[Excerpts of pointing data]
begin

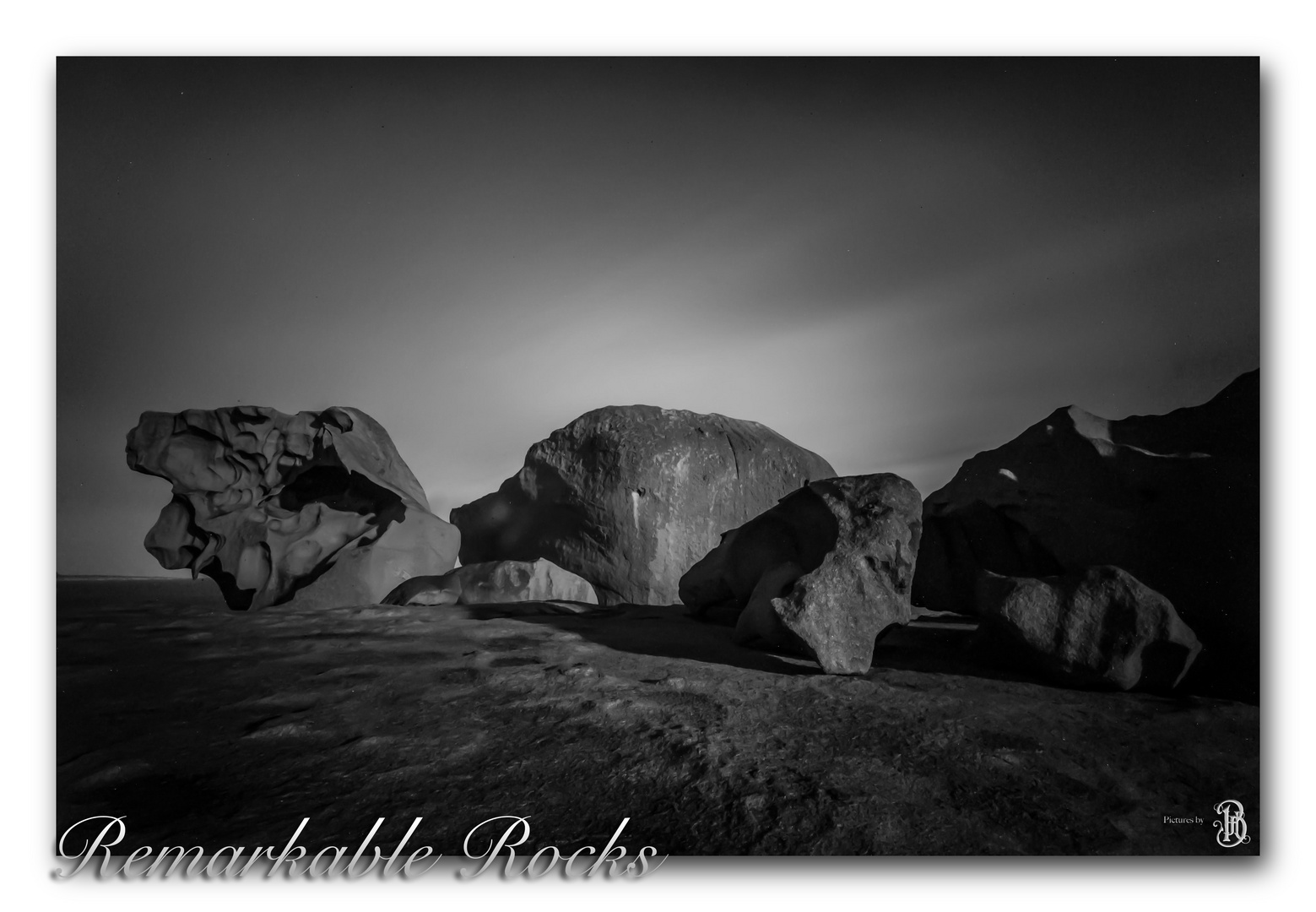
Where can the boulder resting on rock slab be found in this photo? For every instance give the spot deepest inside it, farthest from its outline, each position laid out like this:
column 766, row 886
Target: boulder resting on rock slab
column 315, row 508
column 631, row 497
column 824, row 573
column 1172, row 499
column 495, row 582
column 1097, row 628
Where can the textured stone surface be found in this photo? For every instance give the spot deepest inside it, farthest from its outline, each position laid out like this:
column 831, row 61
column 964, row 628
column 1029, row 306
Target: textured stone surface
column 631, row 497
column 495, row 582
column 824, row 573
column 1172, row 499
column 316, row 506
column 207, row 728
column 1102, row 627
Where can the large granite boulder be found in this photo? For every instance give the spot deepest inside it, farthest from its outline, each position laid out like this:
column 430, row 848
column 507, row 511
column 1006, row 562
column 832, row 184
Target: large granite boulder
column 1172, row 499
column 631, row 497
column 316, row 507
column 824, row 573
column 1097, row 628
column 495, row 582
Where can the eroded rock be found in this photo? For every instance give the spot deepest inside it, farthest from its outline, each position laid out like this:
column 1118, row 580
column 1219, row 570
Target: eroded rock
column 316, row 506
column 631, row 497
column 1097, row 628
column 823, row 573
column 495, row 582
column 1172, row 499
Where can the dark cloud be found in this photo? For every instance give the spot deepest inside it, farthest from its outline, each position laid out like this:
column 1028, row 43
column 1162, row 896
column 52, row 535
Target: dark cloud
column 894, row 262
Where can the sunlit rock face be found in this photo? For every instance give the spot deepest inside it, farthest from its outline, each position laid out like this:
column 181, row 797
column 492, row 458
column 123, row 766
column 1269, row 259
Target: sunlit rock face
column 823, row 573
column 316, row 507
column 631, row 497
column 1097, row 628
column 1172, row 499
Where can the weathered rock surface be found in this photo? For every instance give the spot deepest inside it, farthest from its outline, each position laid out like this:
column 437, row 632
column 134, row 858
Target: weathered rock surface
column 495, row 582
column 824, row 573
column 316, row 506
column 631, row 497
column 1172, row 499
column 1101, row 627
column 207, row 728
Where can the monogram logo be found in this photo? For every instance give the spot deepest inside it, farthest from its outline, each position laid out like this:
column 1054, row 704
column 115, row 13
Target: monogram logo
column 1233, row 828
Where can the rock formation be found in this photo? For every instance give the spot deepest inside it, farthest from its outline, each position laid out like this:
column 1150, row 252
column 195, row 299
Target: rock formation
column 316, row 506
column 1172, row 499
column 492, row 584
column 631, row 497
column 824, row 573
column 1097, row 628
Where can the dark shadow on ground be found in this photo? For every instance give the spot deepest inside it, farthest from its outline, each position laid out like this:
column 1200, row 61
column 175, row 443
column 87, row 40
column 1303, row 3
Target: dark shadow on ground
column 932, row 643
column 661, row 631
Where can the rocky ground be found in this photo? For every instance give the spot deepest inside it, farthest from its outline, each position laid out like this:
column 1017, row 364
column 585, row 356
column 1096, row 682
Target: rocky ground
column 209, row 727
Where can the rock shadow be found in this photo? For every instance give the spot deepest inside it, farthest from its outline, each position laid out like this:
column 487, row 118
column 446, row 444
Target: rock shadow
column 941, row 645
column 659, row 631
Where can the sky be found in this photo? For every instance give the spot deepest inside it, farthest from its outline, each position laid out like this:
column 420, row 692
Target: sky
column 895, row 263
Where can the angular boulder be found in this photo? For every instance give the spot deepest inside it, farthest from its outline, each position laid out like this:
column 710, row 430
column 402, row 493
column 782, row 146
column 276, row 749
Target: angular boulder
column 315, row 508
column 1172, row 499
column 1097, row 628
column 495, row 582
column 631, row 497
column 824, row 573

end

» **Problem statement**: From the material above, reproduce everything verbatim except the pictures.

» **Reply to the exercise**:
Where can the boulder resting on rock slab be found in this photo? For every instance give the spot deepest inside it, farthest from its outline, each position laid out like this:
column 766, row 886
Target: boulder resting on rock slab
column 315, row 508
column 631, row 497
column 824, row 573
column 1172, row 499
column 495, row 582
column 1097, row 628
Where can the textured stone surface be found in this photo? For every instance give the spot deepest inside it, farthest from its outline, each position laid out like this:
column 831, row 61
column 964, row 628
column 1029, row 306
Target: textured stone surface
column 631, row 497
column 495, row 582
column 824, row 573
column 1172, row 499
column 316, row 506
column 207, row 728
column 1102, row 627
Where can the large granite boulder be found in this photo? For every instance give the spot deepest inside it, farthest from its outline, each position laid out like this:
column 430, row 848
column 507, row 511
column 1006, row 562
column 832, row 184
Target: large granite boulder
column 1172, row 499
column 631, row 497
column 316, row 507
column 824, row 573
column 1097, row 628
column 495, row 582
Where can the eroded rock be found in this photo? For every instance give the spot deepest inside it, farthest from its outline, each position laid out like this:
column 1118, row 580
column 1219, row 570
Target: eroded rock
column 316, row 506
column 631, row 497
column 1097, row 628
column 823, row 573
column 495, row 582
column 1172, row 499
Where can the dark cloud be found in this photo? For every instance give the spot deepest inside it, farthest from its outline, each position laid out like this:
column 1028, row 43
column 1162, row 896
column 52, row 535
Target: dark cloud
column 894, row 262
Where can the sunlit rock face be found in this photo? For every instance give the spot deepest inside it, farthest from its outline, each position laid out like this:
column 181, row 797
column 492, row 458
column 123, row 766
column 1269, row 259
Target: sunlit rock face
column 823, row 573
column 316, row 507
column 631, row 497
column 1097, row 628
column 1172, row 499
Where can the weathered rock surface be found in this photo? For every instance give the spot deepest inside it, farthest from its outline, each position laid out like this:
column 437, row 632
column 134, row 858
Target: weathered rock surface
column 495, row 582
column 824, row 573
column 316, row 506
column 631, row 497
column 1172, row 499
column 1101, row 627
column 207, row 728
Where can the monogram logo be found in this photo? For every instance give the spot deepest inside it, farthest from its outline, each position laid out like this:
column 1054, row 704
column 115, row 13
Target: monogram logo
column 1233, row 828
Where can the rock formation be found in this photo? For every instance give the spot deepest inside it, farthest from its outline, each position laid out like this:
column 1150, row 252
column 195, row 299
Target: rock formation
column 316, row 506
column 1172, row 499
column 492, row 584
column 631, row 497
column 824, row 573
column 1097, row 628
Where can the dark shadow on ground be found in this photo? For every instance give the spot deepest inside it, farthest from its outline, each position laid out like this:
column 1200, row 61
column 175, row 443
column 87, row 40
column 1303, row 3
Target: dark shadow on ground
column 932, row 643
column 661, row 631
Where can the rocky ground be found in this photo? For every instance give the spot deepest inside it, farthest from its outline, each position laid out like this:
column 1017, row 364
column 585, row 356
column 1096, row 682
Target: rocky ground
column 209, row 727
Where can the rock shadow be found in this photo? For every instance give the spot deepest inside it, farthest from its outline, each position laid out like this:
column 487, row 118
column 446, row 444
Target: rock shadow
column 941, row 645
column 659, row 631
Where can the sky be found in this photo? For every instance give the spot deepest inside it, farthest from its outline, each position laid out like this:
column 420, row 692
Target: sky
column 895, row 263
Where can the angular boulder be found in this photo? For every instance give the spot deepest inside it, farthest from its outline, each position laid out like this:
column 710, row 430
column 402, row 493
column 782, row 146
column 276, row 749
Target: angular boulder
column 315, row 508
column 1172, row 499
column 1097, row 628
column 495, row 582
column 631, row 497
column 824, row 573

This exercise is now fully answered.